Selected extract:
◆ ◆ ◆ ◆ ◆
**Disclaimer: I love acrostics, and there were 8 questions asked for the “About Me” section, and there are 8 letters in my name. . .you can figure out the rest.**
Been on this earth for 22 years, and I’ve spent the past few years going between university and part time jobs. I’ve just been trying to figure out what steps to take next and what direction God wants me to go.
Rarely in trouble and often spoiled, I am the youngest of four, and the proud aunt of 9 growing munchkins ages 3-13. My daddy is a retired Marine, so we grew up in several states until we settled down in good ol’ Texas. My mama is lovely, and I’ve been her little shadow for most of my life. My oldest sister is 29, and the proud mother of 7. She’s one of the hardest working women I know, and watching her raise her lovelies is amazing. My second oldest sister is 27 with 2 kiddos of her own. She’s currently serving overseas with the US Army. She’s the most glamorous soldier I’ve ever met, and she’s more determined than most. Her strength and beauty remind me of one of the wonderful attributes of the Proverbs 31 woman. “She is clothed is strength an dignity, and she laughs without fear of the future” (Proverbs 31:25). My broseph is 23 years young and in the Army Reserves. No matter how opposite we are, he was my buddy when we were kids, and I know he will always and forever have my back.
I am a disciple. . .At least that’s what a t-shirt I got at the Youth Specialties National Youth Workers Convention. It came from the booth of an organization that was bringing systematic theology to youth ministry. That ministry spoke to my heart more than any other during that week. I have a huge heart for youth ministry, but I am convinced that we can go deeper with them. Spending time investing in their daily lives and teaching them the hard and true depths of the Word of God is the key to discipleship. Sometimes I feel like we simply are trying to figure out how to entertain them at the expense of the true depth of the Gospel.
Teaching, learning, singing, leading worship, cooking, baking, spending time with people. . .all good things, all good things. If you ask any of my friends, I am the walking definition of an extrovert. I thrive in groups of people, and even when I’m tired or down, I seem to come alive when I get in groups. However, if you ask my mother, all I want to do is sit and be away from people, so I can watch Netflix in peace. I think with my heart more often than not, and follow my gut for the most part. That comes with its drawbacks though. Sometimes I doubt my heart and my instincts, and I end up in these random tailspins trying to overthink things.
◆ ◆ ◆ ◆ ◆
(Collected data entries)
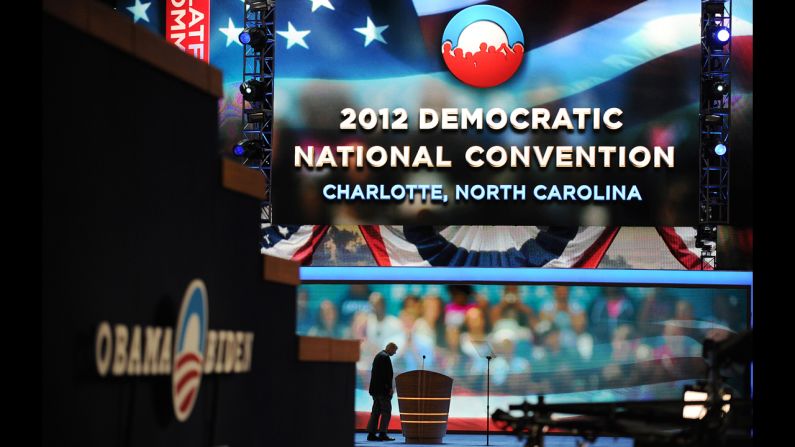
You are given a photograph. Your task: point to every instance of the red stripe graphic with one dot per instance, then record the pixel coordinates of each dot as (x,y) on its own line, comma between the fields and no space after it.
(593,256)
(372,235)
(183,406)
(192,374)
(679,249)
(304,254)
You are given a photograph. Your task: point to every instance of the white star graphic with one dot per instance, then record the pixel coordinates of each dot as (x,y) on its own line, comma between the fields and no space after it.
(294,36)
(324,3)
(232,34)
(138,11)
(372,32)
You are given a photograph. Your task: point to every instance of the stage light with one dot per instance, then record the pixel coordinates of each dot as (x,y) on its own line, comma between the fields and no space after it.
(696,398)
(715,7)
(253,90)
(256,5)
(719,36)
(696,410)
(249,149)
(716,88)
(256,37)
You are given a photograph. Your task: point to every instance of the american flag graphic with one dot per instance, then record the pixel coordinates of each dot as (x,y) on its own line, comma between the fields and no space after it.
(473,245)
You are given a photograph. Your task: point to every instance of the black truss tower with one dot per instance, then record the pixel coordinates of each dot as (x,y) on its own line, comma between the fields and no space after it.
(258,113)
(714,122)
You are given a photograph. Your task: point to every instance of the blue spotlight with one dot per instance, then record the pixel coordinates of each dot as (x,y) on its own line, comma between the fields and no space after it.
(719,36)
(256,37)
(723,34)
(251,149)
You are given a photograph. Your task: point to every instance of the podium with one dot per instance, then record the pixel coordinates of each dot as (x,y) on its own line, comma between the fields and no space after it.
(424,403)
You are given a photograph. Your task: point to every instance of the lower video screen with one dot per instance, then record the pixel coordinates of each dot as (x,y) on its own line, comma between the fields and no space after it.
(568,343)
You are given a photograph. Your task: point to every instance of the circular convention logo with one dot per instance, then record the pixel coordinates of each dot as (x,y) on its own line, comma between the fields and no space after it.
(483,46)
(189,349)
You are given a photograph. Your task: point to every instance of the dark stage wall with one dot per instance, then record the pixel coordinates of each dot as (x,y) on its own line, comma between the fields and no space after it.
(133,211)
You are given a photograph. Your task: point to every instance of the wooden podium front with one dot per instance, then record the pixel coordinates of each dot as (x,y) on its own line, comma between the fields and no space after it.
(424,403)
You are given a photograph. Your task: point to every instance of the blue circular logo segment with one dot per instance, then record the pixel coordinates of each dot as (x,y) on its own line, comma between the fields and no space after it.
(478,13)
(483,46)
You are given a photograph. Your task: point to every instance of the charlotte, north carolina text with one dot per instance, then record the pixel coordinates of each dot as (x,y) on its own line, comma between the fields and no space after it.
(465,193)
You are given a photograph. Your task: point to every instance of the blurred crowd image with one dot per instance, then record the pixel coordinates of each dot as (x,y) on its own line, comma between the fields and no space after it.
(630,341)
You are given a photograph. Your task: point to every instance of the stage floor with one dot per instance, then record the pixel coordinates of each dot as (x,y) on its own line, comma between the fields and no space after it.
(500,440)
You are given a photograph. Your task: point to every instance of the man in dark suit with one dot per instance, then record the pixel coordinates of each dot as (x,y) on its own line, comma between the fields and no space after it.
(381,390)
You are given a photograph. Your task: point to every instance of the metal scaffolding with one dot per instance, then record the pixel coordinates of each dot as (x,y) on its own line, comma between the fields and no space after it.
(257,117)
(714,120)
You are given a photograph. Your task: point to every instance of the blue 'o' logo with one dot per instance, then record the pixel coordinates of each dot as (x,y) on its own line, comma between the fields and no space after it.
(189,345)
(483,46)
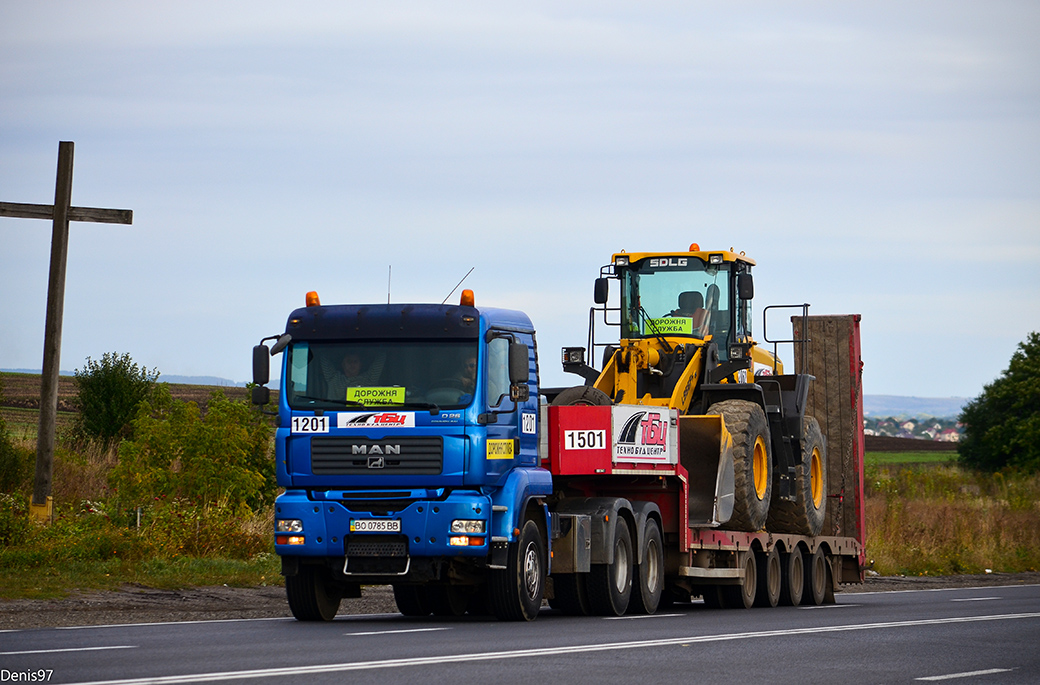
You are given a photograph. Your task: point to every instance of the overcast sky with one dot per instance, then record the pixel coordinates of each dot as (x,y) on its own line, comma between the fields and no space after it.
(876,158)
◆ ◆ ◆ ◆ ◆
Write what comes next in the "About Me" acrostic, starting right after its last sentence.

Trial and Error: the summation of my spiritual journey. I grew up in church, so I’ve been trying to figure out this “Jesus” thing. It wasn’t until the death of my grandmother that things finally started clicking. Just a few months after her home-going, I fully committed my life to Christ and accepted my call to ministry. My youth pastor at the time was phenomenal. Words cannot describe how much that man influenced me. He had all the spunk in the world with a heart fixed on Jesus. He and his wife truly invested our lives and went beyond the “entertainment” aspect of youth ministry. I graduated from high school the next year at the age of 16, so the majority of my spiritual journey was spent at a university studying ministry and doing life with a bunch of millennials in love with Jesus. Yes, college had it’s ups and downs, but I wouldn’t trade that experience for the world. Honestly, I could type/talk for days about how much growth I’ve had on this journey, and as I type I feel my heart swelling with all of the love and joy and peace and encouragement and pure investment that has been poured upon me. There were so many bumps and hiccups getting to where I am today, and I am eternally grateful to everyone who has been a part of my journey.
Anxiety has this crazy way of creeping into my life and taking over. The constant chanting of Philippians 4:6-7 has been and forever will be how I get through my darkest moments. I’m a really chill “go with the flow” kind of person, but sometimes, I get into my head, and it begins to consume me. Sometimes, I get it in my head that I’m not doing enough, so I get to planning and re-planning and re-planning until all that’s left is torn up scratch paper and my spinning brain. I don’t like being out of control or not knowing what’s going on, so having some sort of a plan provides me comfort. I constantly have to tell myself that I am not in control and that God is handling everything. My hope is that during the World Race, I learn to let go and let God be God. I want to learn to cling to the peace that God brings instead of the worries and anxieties that I too readily hold on to.
Nights spent dreaming of incredible places and adventures I’d never seen before led me to the World Race. During my freshman year of university, I spent several nights waking up from a dream of traveling to different countries doing mission work over the course of a year. I didn’t think such a thing existed, so I did my best to ignore it until I finally caved and started searching. I finally found the World Race, but I hesitated to apply because I began thinking too much about the logistics of it all and how it worked into my “life plans”. It took years to finally listen to God’s probing, and here I am. My hope is that this will help my learn to trust God fully, so I can continue following His direction for my life. I still haven’t finished university, and I don’t know how things will play out after the Race, but I am trusting that God knows, and that He’ll guide my steps forward.
You can pray for me by praying for peace. If you’ve paid attention to anything I’ve said, you know that I struggle with anxiety, and a trip like this is a huge undertaking. Not being in control of my life for a year is a lot for me. Preparation for the trip is hard, yes, but I can still plan for that. I still know what’s going on, and I have some sort of control (even though I know God is in control. . .it’s a process). However, on the Race, I completely surrender every plan I have to God. He is the only one calling the shots, and I’ve got to learn to listen. So pray for peace and patience and joy in this time of growth and learning.
Well, there it is. That’s me. . .and my name. . .but I’ll leave you with a song. YES! A song! My mama would sing it to me as a kid, and I share it with everyone when I get a chance.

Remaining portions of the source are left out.